#### [本文]
- - - - - - -

こんにちは!日本には大寒波が訪れていると聞きました。実家から送られてきた写真には、京都とは思えないほどの雪が降り積もった庭の写真が…皆さん暖かくしてお過ごしでしょうか?

オランダと言えば、雪こそ降らないものの寒い日が続いています。もうそろそろこの寒さにも慣れたい頃ですが…まだ無理かな。苦笑

さて、今日の記事は2022年年末のこと。TAを務める小学校の研修日にちょこっと参加させてもらった時のことを書きたいと思います。個人的には、結構衝撃的な内容だったので、振り返りも兼ねて。笑

学校は"職員研修日"を自由に設定できる

学校現場は忙しいです。それはオランダも同じ。

それに深刻な教員不足が重なり、オランダの教育は手放しでは喜べない状況が続いていると言われていますし、個人的に見てもこれから子どもたちの学力はどうなっていくんだろう。これからどんな教育政策が行われるんだろう。と憂いも含めて気になるところもたくさんあります。

学校の教職員について言えば、どの国でも基本的に学校の教職員は子どもたちが登校してくる前に学校に着き、子どもたちが下校した後に残った仕事をする訳です。

さらに、オランダでは教職員の働き方も自由です。校長であってもパートタイマーの先生はいくらでもいます。それは他の教職員にも同じ。最近ではフルタイムの教員を探すことが難しいとまで言われている状況です。同時に、今働いているパートタイマーの教職員が全員フルタイムに戻れば、オランダの教員不足はほぼ解消されるという一説もあるそうです。

- - - - - - -

#### [座標ラベリングデータ]
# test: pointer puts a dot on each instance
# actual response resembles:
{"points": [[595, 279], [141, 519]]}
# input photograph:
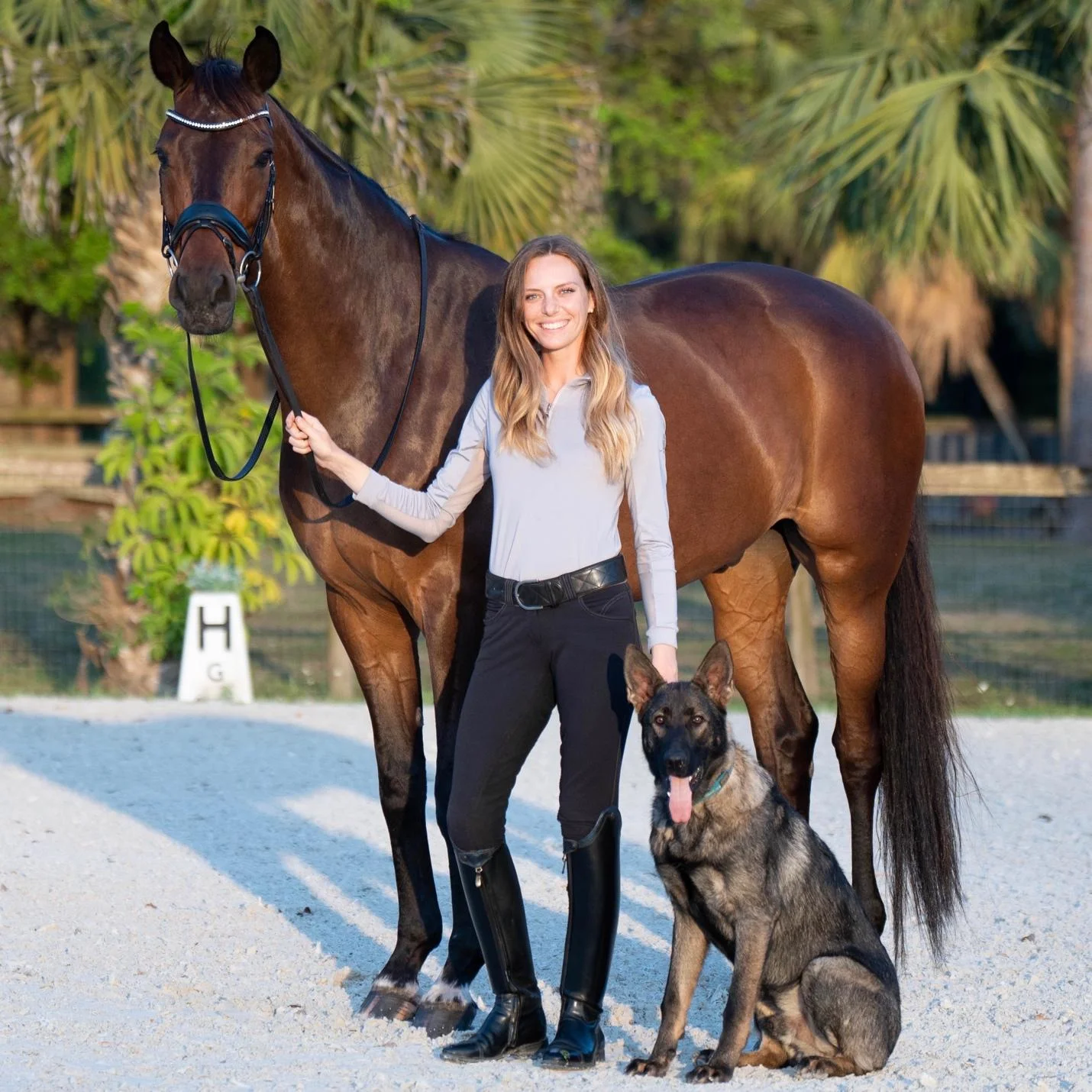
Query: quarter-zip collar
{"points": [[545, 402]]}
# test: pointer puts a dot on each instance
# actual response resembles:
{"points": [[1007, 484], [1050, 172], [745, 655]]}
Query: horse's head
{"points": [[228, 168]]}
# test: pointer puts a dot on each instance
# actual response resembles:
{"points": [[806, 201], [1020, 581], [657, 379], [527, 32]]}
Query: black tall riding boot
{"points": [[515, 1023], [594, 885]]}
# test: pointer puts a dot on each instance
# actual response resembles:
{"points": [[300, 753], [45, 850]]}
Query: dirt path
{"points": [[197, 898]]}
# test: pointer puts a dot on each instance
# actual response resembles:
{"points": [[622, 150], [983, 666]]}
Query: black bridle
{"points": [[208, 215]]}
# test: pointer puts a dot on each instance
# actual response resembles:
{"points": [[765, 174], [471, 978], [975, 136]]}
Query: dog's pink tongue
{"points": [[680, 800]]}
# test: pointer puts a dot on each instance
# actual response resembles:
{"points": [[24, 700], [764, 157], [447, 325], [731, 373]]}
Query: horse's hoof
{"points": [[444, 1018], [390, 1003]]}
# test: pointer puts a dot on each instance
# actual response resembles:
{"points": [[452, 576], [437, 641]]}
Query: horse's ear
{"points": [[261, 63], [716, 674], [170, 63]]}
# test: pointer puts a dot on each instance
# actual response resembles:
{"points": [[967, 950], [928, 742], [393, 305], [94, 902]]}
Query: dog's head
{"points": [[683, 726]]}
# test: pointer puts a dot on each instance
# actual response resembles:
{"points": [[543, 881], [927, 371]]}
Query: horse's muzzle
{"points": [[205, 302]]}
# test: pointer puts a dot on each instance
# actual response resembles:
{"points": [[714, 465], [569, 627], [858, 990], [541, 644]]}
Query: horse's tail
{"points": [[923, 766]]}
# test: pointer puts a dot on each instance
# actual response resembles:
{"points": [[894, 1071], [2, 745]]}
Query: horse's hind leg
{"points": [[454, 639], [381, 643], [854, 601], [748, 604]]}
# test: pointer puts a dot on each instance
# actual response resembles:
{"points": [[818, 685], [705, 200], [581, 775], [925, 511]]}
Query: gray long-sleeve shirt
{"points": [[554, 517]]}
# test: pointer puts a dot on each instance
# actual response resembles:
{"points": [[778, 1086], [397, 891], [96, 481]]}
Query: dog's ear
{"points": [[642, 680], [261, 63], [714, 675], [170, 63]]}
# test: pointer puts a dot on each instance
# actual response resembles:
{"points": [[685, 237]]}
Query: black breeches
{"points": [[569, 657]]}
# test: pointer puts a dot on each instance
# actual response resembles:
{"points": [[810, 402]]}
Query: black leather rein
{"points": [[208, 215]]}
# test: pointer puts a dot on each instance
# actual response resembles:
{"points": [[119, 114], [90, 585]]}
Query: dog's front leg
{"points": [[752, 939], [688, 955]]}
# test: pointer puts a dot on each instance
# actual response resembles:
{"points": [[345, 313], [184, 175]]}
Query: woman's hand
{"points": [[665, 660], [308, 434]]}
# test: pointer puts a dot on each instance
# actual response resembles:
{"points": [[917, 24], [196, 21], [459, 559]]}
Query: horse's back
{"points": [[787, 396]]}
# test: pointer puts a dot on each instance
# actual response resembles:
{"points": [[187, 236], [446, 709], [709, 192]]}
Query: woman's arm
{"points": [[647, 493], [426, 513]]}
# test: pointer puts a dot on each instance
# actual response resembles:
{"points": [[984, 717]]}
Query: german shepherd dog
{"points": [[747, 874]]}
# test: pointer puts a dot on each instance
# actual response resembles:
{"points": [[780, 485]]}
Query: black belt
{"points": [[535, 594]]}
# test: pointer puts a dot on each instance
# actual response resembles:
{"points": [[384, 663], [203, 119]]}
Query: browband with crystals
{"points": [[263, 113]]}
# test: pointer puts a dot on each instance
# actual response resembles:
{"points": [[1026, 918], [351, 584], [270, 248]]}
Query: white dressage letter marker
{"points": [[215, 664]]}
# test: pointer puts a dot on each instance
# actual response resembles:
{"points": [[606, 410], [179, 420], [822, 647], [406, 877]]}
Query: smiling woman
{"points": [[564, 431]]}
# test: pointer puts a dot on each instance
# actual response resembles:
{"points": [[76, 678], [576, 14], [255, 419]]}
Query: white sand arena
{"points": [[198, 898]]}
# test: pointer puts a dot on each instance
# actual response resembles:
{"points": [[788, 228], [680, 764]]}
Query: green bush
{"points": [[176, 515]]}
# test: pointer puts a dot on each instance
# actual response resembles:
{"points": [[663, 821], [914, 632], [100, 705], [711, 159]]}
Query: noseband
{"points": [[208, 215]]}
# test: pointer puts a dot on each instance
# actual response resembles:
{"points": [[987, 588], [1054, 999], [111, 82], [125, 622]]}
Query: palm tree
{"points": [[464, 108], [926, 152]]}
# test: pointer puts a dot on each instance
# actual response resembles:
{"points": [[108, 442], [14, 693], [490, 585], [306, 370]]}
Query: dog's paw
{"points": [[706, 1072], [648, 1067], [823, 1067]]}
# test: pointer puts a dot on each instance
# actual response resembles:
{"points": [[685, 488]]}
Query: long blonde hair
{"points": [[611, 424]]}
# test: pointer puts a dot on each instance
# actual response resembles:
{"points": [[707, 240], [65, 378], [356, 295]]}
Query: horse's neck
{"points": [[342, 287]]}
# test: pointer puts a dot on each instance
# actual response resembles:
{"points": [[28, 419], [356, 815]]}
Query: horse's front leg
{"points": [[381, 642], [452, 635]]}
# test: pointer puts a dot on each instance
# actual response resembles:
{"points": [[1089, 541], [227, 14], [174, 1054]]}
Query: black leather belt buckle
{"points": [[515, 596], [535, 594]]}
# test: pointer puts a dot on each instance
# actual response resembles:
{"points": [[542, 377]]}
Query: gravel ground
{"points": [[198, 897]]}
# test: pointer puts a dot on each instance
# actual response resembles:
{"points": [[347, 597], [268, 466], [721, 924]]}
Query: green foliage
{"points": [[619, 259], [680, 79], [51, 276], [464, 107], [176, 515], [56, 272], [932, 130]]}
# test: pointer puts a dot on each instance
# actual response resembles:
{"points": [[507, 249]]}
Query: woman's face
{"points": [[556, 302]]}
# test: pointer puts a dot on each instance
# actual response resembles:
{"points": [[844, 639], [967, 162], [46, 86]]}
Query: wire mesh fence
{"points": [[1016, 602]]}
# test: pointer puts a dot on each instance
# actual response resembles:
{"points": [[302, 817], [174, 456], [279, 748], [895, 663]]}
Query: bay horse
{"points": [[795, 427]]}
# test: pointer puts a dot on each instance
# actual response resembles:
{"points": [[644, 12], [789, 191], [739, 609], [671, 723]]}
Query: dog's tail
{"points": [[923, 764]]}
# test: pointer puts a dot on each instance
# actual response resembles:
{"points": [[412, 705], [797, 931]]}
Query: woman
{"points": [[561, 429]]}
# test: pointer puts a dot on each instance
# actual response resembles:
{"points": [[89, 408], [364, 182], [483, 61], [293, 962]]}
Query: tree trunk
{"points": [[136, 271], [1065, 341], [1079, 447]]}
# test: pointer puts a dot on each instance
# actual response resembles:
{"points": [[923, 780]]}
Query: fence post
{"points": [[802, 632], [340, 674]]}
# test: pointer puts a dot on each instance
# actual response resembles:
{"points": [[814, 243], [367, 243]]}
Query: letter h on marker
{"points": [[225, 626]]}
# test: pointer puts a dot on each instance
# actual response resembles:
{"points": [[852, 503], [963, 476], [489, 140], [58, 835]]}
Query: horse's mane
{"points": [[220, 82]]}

- - - - - - -

#### [指示一覧]
[a] オランダの小学校の職員研修日を扱った本文を、一字一句変えずに全文出力してもらえますか？
[b] データの行のうち、文字列「marker」を含むものをすべて抜き出してもらえますか？大文字と小文字は区別します。

#### [各タスクの解答]
[a]
こんにちは!日本には大寒波が訪れていると聞きました。実家から送られてきた写真には、京都とは思えないほどの雪が降り積もった庭の写真が…皆さん暖かくしてお過ごしでしょうか?

オランダと言えば、雪こそ降らないものの寒い日が続いています。もうそろそろこの寒さにも慣れたい頃ですが…まだ無理かな。苦笑

さて、今日の記事は2022年年末のこと。TAを務める小学校の研修日にちょこっと参加させてもらった時のことを書きたいと思います。個人的には、結構衝撃的な内容だったので、振り返りも兼ねて。笑

学校は"職員研修日"を自由に設定できる

学校現場は忙しいです。それはオランダも同じ。

それに深刻な教員不足が重なり、オランダの教育は手放しでは喜べない状況が続いていると言われていますし、個人的に見てもこれから子どもたちの学力はどうなっていくんだろう。これからどんな教育政策が行われるんだろう。と憂いも含めて気になるところもたくさんあります。

学校の教職員について言えば、どの国でも基本的に学校の教職員は子どもたちが登校してくる前に学校に着き、子どもたちが下校した後に残った仕事をする訳です。

さらに、オランダでは教職員の働き方も自由です。校長であってもパートタイマーの先生はいくらでもいます。それは他の教職員にも同じ。最近ではフルタイムの教員を探すことが難しいとまで言われている状況です。同時に、今働いているパートタイマーの教職員が全員フルタイムに戻れば、オランダの教員不足はほぼ解消されるという一説もあるそうです。

[b]
Query: white dressage letter marker
Query: letter h on marker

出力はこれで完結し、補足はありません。